#### Task
Continue the passage on Michigan's citizen redistricting commission, starting after its final sentence.

#### Passage shown
The Michigan Independent Citizen Redistricting Commission was formed in 2018 to draw Michigan’s political districts fairly and by the voice of the people, not politicians.

“An open and transparent process,” said Sue Hammersmith, executive director of the commission.

For the first time ever, Michigan’s political boundaries will be drawn by the people. After holding public comment meetings all summer, the preliminary lines are being set but the commission is still looking for input.

“It’s incredibly important that people get engaged because for the first time ever they have a voice,” said Hammersmith.

This month, the 13-person commission just received a new set of US Census data that allows them to piece together fair districts, based on population and other demographics.

“The population has grown significantly on the west side of the state of Michigan so the voting districts will have to expand and contract accordingly to population,” said Hammersmith, “That’s the first criteria in the Constitution.”

The maps in southern Michigan, where complaints of gerrymandering have lasted for decades, will change drastically. Up North? Not as much.

#### Supplied data
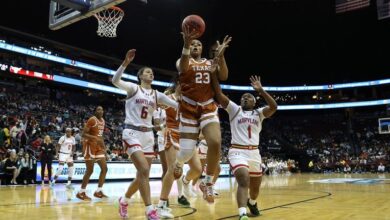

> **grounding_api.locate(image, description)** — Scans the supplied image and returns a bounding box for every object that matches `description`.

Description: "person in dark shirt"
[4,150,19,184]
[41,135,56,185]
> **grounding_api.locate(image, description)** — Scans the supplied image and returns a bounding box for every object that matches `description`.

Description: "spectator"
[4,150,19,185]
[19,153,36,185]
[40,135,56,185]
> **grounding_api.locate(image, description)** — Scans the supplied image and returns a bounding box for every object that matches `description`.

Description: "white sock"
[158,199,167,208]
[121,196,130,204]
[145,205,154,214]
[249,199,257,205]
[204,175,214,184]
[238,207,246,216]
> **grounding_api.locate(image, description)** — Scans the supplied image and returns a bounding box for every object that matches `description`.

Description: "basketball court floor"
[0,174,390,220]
---
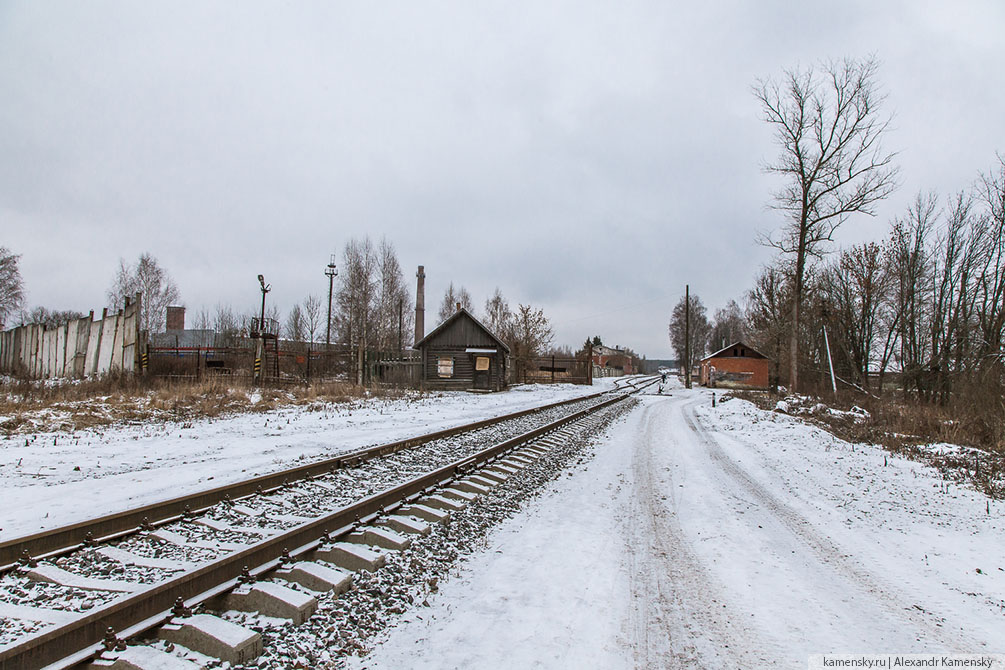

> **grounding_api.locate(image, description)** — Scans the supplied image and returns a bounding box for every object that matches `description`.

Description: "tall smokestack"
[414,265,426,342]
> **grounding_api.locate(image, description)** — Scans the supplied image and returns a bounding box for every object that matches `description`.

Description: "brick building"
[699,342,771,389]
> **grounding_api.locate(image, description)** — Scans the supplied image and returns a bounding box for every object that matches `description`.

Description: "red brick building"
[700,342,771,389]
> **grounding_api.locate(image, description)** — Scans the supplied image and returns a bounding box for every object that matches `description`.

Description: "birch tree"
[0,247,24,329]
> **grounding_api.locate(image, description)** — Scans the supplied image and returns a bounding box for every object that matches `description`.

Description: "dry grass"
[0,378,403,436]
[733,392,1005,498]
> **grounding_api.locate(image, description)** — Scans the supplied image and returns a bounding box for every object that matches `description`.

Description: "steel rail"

#### Answer box
“To expect to see something significantly different than that? You won’t,” said Steven Lett, commissioner from Interlochen.

Rural districts cover large areas and will shift slightly.

“We expect to be able to finish everything by the end of this year,” said Lett, “Which will be past our deadline but we’re doing it as fast as we can.”

COVID-19 delayed the Census, which now delayed this process. The maps must be done soon, with a major election 14 months away.

“People who will be running for office need to know where their district is going to be,” said Lett.

Any Michigander can voice their opinion, through Zoom, in-person or by email and there is still time before the lines get set for another decade.

“In October we will go out again for another eight public hearings,” said Hammersmith, “After there are some draft maps for people to react to.”